Instructions for the task:
Exactly reproduce each of the entries shown below.

[Stored data entries]
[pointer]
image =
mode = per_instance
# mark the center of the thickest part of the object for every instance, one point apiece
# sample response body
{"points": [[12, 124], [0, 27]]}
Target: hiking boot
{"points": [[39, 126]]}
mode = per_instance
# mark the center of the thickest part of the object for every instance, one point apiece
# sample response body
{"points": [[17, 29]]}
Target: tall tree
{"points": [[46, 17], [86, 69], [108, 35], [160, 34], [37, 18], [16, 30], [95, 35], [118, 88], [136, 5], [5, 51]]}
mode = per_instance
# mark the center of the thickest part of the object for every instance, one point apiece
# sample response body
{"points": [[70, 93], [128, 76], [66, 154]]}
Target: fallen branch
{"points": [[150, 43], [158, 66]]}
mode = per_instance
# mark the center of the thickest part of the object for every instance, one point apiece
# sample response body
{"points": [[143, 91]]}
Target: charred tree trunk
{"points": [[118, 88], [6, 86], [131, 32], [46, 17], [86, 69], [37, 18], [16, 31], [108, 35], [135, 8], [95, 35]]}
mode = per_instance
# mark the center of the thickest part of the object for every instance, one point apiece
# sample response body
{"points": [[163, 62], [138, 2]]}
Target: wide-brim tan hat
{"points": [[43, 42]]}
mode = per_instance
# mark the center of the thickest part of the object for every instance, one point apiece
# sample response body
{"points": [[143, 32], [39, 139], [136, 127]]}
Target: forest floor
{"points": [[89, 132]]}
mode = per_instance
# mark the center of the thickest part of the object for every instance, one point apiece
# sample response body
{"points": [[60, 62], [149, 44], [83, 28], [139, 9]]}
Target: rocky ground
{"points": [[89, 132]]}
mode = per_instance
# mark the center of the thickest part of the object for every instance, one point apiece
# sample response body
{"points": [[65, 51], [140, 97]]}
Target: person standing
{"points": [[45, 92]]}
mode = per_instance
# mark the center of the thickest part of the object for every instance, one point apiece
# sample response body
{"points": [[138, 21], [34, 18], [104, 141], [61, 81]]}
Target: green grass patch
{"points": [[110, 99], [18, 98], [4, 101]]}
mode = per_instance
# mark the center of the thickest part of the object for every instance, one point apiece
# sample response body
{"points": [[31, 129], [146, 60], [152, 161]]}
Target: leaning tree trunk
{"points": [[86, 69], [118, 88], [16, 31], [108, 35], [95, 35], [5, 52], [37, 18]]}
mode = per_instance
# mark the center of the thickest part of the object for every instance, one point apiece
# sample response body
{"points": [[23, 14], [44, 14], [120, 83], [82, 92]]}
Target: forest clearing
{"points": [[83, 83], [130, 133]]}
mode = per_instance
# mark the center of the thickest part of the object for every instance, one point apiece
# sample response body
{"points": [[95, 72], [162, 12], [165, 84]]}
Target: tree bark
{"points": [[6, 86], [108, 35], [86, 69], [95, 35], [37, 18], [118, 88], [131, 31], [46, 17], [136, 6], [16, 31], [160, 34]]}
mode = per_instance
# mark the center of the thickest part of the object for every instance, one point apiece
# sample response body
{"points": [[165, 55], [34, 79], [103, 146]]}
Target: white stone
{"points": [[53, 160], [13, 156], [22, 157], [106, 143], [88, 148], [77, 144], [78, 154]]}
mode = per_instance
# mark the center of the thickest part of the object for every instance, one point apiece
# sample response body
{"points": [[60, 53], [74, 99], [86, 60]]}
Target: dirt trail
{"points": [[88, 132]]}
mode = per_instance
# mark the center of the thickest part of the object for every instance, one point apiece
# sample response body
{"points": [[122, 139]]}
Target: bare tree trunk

Worked solution:
[pointer]
image =
mode = per_instance
# mark the center of the thickest part of the object for every instance, one point apiece
# sample response body
{"points": [[12, 124], [0, 27]]}
Target: hiking boot
{"points": [[39, 126]]}
mode = per_instance
# mark the center of the thickest part of the object for every instance, one point apiece
# sample response body
{"points": [[17, 29]]}
Target: tall tree
{"points": [[46, 17], [86, 69], [108, 35], [160, 34], [37, 18], [16, 30], [95, 35], [118, 88], [136, 5], [5, 51]]}
mode = per_instance
# mark the center of the thickest part of the object for every instance, one point apiece
# sample response body
{"points": [[70, 93], [128, 76], [66, 154]]}
Target: fallen branch
{"points": [[150, 43], [158, 66]]}
mode = per_instance
# mark the center of the thickest part of the object for every instance, one point apiece
# sample response body
{"points": [[143, 91]]}
Target: charred tree trunk
{"points": [[118, 88], [6, 86], [131, 32], [46, 17], [86, 69], [37, 18], [16, 31], [108, 35], [135, 8], [95, 35]]}
mode = per_instance
# mark the center of the thickest part of the object for every instance, one point apiece
# sample response body
{"points": [[163, 62], [138, 2]]}
Target: wide-brim tan hat
{"points": [[43, 42]]}
mode = per_instance
# mark the center of the thickest part of the object for every instance, one point apiece
# sample response body
{"points": [[143, 32], [39, 139], [136, 127]]}
Target: forest floor
{"points": [[89, 132]]}
mode = per_instance
# mark the center of the thickest part of the object for every instance, one point apiece
# sample response body
{"points": [[60, 62], [149, 44], [83, 28], [139, 9]]}
Target: rocky ground
{"points": [[89, 132]]}
mode = per_instance
# mark the center of the thickest part of the object for every instance, one point apiece
# sample response body
{"points": [[65, 51], [140, 97]]}
Target: person standing
{"points": [[45, 92]]}
mode = per_instance
# mark the center of the thickest part of the object for every instance, one point apiece
# sample response body
{"points": [[138, 21], [34, 18], [104, 141], [61, 81]]}
Target: green grass patch
{"points": [[110, 99], [18, 98], [4, 101]]}
mode = per_instance
# mark the center of the thickest part of the object for every instance, one point apiece
# sample response body
{"points": [[31, 129], [146, 60], [152, 161]]}
Target: leaning tree trunk
{"points": [[86, 69], [118, 88], [16, 31], [108, 35], [95, 35], [5, 52], [37, 18]]}
mode = per_instance
# mark the center of the thickest part of the object for every instance, one point apiece
# sample response body
{"points": [[23, 14], [44, 14], [120, 83], [82, 92]]}
Target: forest clearing
{"points": [[83, 83], [130, 133]]}
mode = per_instance
# mark the center of the thickest part of the object for every instance, one point apiece
# sample response body
{"points": [[95, 72], [162, 12], [165, 84]]}
Target: tree bark
{"points": [[6, 86], [108, 35], [86, 69], [95, 35], [37, 18], [118, 88], [131, 31], [46, 17], [136, 6], [16, 31], [160, 34]]}
mode = per_instance
# mark the center of the thickest part of the object for every instance, one point apiece
# sample response body
{"points": [[165, 55], [34, 79], [103, 146]]}
Target: white stone
{"points": [[53, 160], [13, 156], [22, 157], [106, 143], [88, 148], [77, 144], [78, 154]]}
mode = per_instance
# mark the center of the thickest part of the object for every instance, one point apiece
# sample response body
{"points": [[60, 53], [74, 99], [86, 60]]}
Target: dirt trail
{"points": [[88, 132]]}
mode = per_instance
# mark the center of the thickest part of the object for every instance, one point apiece
# sample response body
{"points": [[122, 139]]}
Target: bare tree trunk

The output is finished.